• **REQUIREMENT 1**
What principal sum do the Borrowers promise to pay under the promissory note below?
• **REQUIREMENT 2**
Continue the promissory note below from where it stops.

• **DOCUMENT EXCERPT**
• • • • • • •

|March 21, 2012|
FOR VALUE RECEIVED, OMEGA PROTEIN CORPORATION, a Nevada corporation, and OMEGA PROTEIN, INC., a Virginia corporation, each having its principal place of business at 2105 Citywest Blvd., Suite 500, Houston, Harris County, Texas 77042 (collectively, the Borrowers), jointly and severally promise to pay to the order of WELLS FARGO BANK, NATIONAL ASSOCIATION, a national banking association (the Lender), the principal sum of Five Million and No/100 Dollars ($5,000,000.00) or, if less, the unpaid principal amount of all Swingline Loans made by the Lender from time to time pursuant to that Amended and Restated Loan Agreement, dated as of March 21, 2012 (as further amended, restated, supplemented or otherwise modified from time to time, the Loan Agreement) by and among the Borrowers, the Lenders who are or may become a party thereto, as Lenders, and Wells Fargo Bank, National Association, as Administrative Agent, Issuing Lender and Swingline Lender, together with interest on the unpaid principal balance as set forth below. All sums hereunder are payable to the Administrative Agent on behalf of the Lender at the Administrative Agents principal office in Houston, Harris County, Texas.
1. Definitions. Unless the context hereof otherwise requires or provides, the terms used herein have the same meanings as defined in the Loan Agreement.
2. Interest Rate. The unpaid principal balance from time to time outstanding from the date hereof until maturity (whether by acceleration or otherwise) shall bear interest as provided in the Loan Agreement.

• • • • • • •

• **EXTRACTED RECORDS**
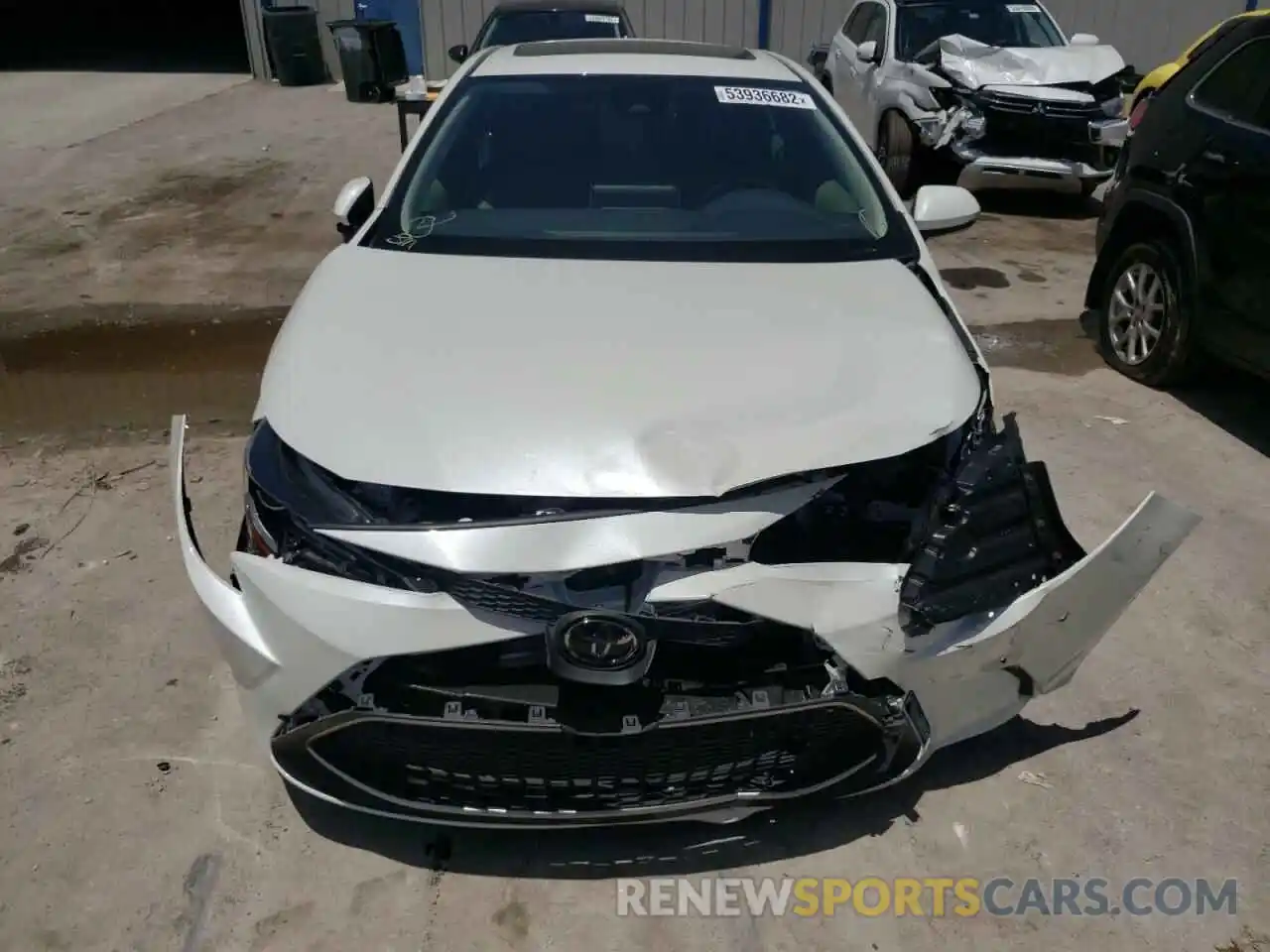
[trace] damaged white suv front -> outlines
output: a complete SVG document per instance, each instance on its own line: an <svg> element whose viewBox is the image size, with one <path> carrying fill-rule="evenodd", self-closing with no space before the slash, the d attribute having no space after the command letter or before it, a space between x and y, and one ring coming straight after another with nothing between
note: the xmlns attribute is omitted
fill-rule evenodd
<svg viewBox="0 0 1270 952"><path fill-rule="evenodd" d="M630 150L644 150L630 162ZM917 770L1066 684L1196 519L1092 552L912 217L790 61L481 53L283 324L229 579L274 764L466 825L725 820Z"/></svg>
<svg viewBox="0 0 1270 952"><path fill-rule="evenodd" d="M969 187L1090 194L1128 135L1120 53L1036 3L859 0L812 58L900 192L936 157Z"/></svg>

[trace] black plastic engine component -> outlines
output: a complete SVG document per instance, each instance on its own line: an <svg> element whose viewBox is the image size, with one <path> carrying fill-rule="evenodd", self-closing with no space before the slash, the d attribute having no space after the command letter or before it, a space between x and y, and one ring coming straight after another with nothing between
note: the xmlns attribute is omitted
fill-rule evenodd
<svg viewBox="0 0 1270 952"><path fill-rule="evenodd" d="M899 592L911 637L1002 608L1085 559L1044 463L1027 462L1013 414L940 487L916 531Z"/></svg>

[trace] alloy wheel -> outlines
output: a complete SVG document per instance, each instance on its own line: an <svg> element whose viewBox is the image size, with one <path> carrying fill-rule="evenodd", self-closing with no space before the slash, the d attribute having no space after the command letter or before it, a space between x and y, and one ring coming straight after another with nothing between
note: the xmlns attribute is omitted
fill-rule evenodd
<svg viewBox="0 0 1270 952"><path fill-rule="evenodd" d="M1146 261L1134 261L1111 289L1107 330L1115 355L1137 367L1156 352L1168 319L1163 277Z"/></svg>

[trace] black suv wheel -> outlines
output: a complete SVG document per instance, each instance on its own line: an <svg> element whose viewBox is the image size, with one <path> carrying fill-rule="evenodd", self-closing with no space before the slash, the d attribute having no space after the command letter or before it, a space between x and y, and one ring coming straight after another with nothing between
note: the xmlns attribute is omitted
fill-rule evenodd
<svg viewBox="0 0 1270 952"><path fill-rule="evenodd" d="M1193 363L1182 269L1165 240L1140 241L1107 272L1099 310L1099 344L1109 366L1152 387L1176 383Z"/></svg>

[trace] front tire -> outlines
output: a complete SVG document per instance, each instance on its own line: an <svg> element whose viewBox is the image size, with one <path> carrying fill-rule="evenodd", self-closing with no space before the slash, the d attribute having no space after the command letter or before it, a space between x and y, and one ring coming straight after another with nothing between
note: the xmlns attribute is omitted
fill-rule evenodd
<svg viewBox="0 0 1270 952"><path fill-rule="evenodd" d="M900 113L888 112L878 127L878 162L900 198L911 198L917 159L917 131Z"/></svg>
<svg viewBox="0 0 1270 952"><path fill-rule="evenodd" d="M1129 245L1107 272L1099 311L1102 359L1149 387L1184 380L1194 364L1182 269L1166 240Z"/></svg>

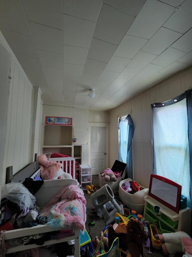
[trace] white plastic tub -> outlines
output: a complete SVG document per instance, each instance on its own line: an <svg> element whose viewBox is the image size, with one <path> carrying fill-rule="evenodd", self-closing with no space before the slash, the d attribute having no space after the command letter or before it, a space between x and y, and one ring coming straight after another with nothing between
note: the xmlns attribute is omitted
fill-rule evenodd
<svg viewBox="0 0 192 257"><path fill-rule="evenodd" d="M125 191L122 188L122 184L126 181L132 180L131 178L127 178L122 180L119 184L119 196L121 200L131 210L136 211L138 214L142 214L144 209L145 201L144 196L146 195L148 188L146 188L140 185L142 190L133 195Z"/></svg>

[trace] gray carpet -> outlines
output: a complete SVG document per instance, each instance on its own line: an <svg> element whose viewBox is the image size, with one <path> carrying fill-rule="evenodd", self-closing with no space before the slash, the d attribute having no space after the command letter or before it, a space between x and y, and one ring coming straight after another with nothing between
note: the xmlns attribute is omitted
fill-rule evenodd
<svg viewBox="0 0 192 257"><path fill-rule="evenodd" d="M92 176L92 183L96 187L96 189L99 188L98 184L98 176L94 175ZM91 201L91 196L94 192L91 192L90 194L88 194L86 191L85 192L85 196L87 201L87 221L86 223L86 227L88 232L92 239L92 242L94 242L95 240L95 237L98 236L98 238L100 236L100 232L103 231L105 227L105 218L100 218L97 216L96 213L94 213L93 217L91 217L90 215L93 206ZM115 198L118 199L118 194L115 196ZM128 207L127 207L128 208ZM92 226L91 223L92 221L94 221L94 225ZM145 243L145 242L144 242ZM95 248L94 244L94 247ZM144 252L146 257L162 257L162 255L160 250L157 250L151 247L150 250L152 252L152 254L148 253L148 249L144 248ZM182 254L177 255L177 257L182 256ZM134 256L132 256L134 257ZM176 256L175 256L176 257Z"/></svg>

• • • • • • •

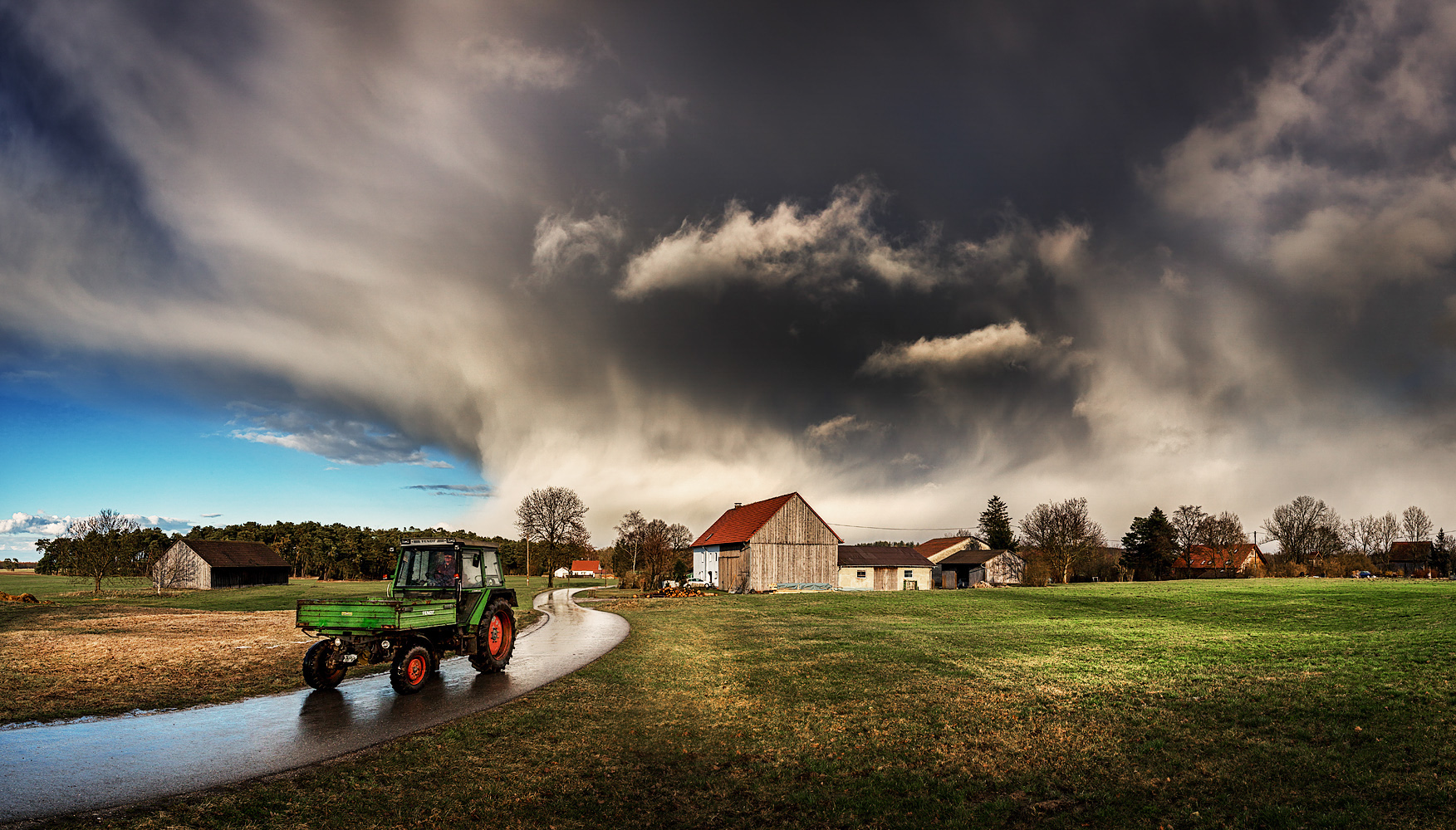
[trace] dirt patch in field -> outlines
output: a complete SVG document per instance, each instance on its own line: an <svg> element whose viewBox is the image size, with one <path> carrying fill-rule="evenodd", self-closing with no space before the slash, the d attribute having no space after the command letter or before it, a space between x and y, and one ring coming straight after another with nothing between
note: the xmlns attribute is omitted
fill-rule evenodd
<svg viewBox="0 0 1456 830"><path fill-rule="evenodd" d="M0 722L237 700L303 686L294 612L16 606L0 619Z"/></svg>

• • • • • • •

• **RESULT 1**
Five Million and No/100 Dollars ($5,000,000.00), or, if less, the unpaid principal amount of all Swingline Loans made by the Lender under the Loan Agreement.

• **RESULT 2**
3. Payment of Interest and Principal. The principal of and interest on this Swingline Note shall be due and payable as provided in the Loan Agreement. Subject to the terms of the Loan Agreement, the principal and interest due hereunder shall be evidenced by the Administrative Agents and the Lenders records which, absent manifest error, shall be conclusive evidence of the computation of principal and interest balances owed by the Borrowers to the Lender. Swingline Loans refunded as Revolving Credit Loans in accordance with Section 2.02(b) of the Loan Agreement shall be payable by the Borrowers as Revolving Credit Loans pursuant to the Revolving Credit Notes, and shall not be payable under this Swingline Note as Swingline Loans.
4. Default. Upon the occurrence of an Event of Default set forth in the Loan Agreement, the Administrative Agent and the Lenders shall have the rights and remedies provided in the Loan Agreement.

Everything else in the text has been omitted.